What you need to do
From the first line to the last, copy the material word for word; pictures stay out.

Dataset entries

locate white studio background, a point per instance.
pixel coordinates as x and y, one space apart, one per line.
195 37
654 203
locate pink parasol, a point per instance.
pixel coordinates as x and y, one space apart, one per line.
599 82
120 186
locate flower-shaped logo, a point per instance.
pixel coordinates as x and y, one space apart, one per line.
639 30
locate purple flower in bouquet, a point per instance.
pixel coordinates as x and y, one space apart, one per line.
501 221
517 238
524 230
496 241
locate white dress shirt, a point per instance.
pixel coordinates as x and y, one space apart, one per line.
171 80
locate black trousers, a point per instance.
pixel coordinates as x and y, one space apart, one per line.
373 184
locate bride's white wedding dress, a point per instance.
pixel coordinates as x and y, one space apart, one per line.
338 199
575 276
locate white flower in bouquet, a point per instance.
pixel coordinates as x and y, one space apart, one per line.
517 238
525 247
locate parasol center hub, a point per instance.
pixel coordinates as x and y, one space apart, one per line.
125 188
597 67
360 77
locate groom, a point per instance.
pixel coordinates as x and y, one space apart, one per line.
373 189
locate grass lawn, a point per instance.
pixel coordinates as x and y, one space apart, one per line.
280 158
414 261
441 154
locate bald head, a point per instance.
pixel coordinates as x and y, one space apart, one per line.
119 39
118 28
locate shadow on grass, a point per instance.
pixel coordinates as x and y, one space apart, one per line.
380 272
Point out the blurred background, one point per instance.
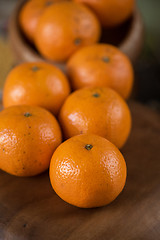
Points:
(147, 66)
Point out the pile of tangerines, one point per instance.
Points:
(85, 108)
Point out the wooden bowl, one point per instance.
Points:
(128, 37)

Final answer
locate white studio background, a point per instance.
pixel coordinates as x and y, one space apart, one per line.
195 37
654 203
locate pink parasol, a point per instance.
pixel coordinates as x and y, one space apart, one per line.
599 82
120 186
locate flower-shaped logo, a point per instance.
pixel coordinates as x and y, one space apart, one per line.
639 30
locate purple flower in bouquet, a point per instance.
pixel coordinates as x and y, one space apart, one per line.
501 221
517 238
524 230
496 241
locate white dress shirt, a point per instance.
pixel coordinates as x and y, one space apart, one per line.
171 80
locate black trousers, a point per instance.
pixel coordinates as x and y, one space apart, one per line.
373 184
locate bride's white wedding dress, a point per instance.
pixel coordinates as x and y, one space apart, one per line.
338 199
575 276
locate white flower in bouquet, a point per instance.
pixel coordinates as x and y, one space apart, one per line.
517 238
525 247
locate parasol center hub, a point per instance.
pixel coordinates as x and y, one space apart, one per line.
125 188
597 67
360 77
locate groom, a point per instance.
pixel coordinates as x and y, one space apart, one per line.
373 189
locate grass lawn, a point per instance.
pixel coordinates as x and y, one space apart, one per line.
280 158
414 261
441 154
locate bald head, a point per instance.
pixel coordinates as x and y, one space apart, one per line.
119 39
118 28
locate shadow on grass, a point per instance.
pixel coordinates as x and y, one space apart, one per line.
380 272
Point out the blurred background, one point per instance.
Points:
(147, 66)
Point out the pile of tangerines, one point per instance.
Points:
(85, 108)
Point out the wooden bowl, one point per instance.
Points:
(128, 37)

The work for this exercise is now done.